• **Your goal**: Update each of the records below by replacing "Sample" with "Example" wherever it occurs. Leave all other text untouched.

[Entries on locating named things]
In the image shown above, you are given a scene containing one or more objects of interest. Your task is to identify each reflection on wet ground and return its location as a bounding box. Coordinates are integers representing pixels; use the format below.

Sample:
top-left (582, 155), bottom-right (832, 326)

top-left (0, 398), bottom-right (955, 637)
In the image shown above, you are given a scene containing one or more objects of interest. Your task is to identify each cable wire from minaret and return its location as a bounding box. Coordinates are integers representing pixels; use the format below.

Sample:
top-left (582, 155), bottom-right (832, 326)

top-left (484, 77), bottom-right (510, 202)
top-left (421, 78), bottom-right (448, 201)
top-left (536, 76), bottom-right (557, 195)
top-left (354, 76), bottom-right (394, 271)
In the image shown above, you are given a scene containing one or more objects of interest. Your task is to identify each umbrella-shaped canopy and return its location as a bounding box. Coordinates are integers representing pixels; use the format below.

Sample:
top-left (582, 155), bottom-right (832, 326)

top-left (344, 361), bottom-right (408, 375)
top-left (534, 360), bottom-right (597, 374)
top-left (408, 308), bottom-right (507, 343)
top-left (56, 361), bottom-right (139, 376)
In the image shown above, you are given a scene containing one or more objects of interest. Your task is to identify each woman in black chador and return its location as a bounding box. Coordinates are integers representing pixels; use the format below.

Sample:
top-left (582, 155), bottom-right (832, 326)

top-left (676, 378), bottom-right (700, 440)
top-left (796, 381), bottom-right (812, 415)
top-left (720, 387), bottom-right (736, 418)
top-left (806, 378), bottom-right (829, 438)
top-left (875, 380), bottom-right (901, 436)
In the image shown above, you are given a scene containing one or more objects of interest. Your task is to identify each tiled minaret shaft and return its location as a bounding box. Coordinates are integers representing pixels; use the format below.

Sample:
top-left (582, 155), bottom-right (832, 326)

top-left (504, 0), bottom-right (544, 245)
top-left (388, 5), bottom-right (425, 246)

• **Written solution**:
In the image shown above, you are given a scene containing one or more objects of interest. Your task is to identify each reflection on wet ground and return its location as a bounding box. Coordinates are integers representing pixels; use the format below.

Example:
top-left (582, 155), bottom-right (832, 326)

top-left (0, 398), bottom-right (955, 637)
In the image shown above, you are given a scene containing one or more objects of interest. Your task is to identify each cable wire from minaret and return its location as a bounding box. Coordinates are integers representing pixels; use the format below.

Example:
top-left (582, 155), bottom-right (832, 326)

top-left (484, 77), bottom-right (510, 202)
top-left (421, 78), bottom-right (448, 201)
top-left (536, 76), bottom-right (557, 195)
top-left (354, 76), bottom-right (394, 271)
In the image shown above, you are given a scene containing one or more objects of interest. Your task is to identify each umbrella-shaped canopy and return its location as a bounding box. Coordinates are integers representing pixels; use the format below.

Example:
top-left (582, 155), bottom-right (832, 326)

top-left (344, 361), bottom-right (408, 375)
top-left (534, 360), bottom-right (597, 374)
top-left (408, 308), bottom-right (507, 343)
top-left (56, 361), bottom-right (139, 376)
In the image shown above, you are given a scene containing one or more objects of interest. Your task is to identify each woman in black chador and return its location as a bounding box. Coordinates are integers representing pixels; use the format below.

Example:
top-left (582, 155), bottom-right (832, 326)

top-left (676, 378), bottom-right (700, 440)
top-left (796, 381), bottom-right (812, 415)
top-left (720, 387), bottom-right (736, 418)
top-left (806, 378), bottom-right (829, 438)
top-left (875, 380), bottom-right (901, 436)
In the image shown above, you are given a scene containing one or more objects of interest. Your task is to identify each tiled minaret shaft and return its location as a bounding box. Coordinates are integers representing pixels; use the format below.

Example:
top-left (582, 155), bottom-right (832, 326)

top-left (504, 0), bottom-right (544, 245)
top-left (388, 5), bottom-right (425, 246)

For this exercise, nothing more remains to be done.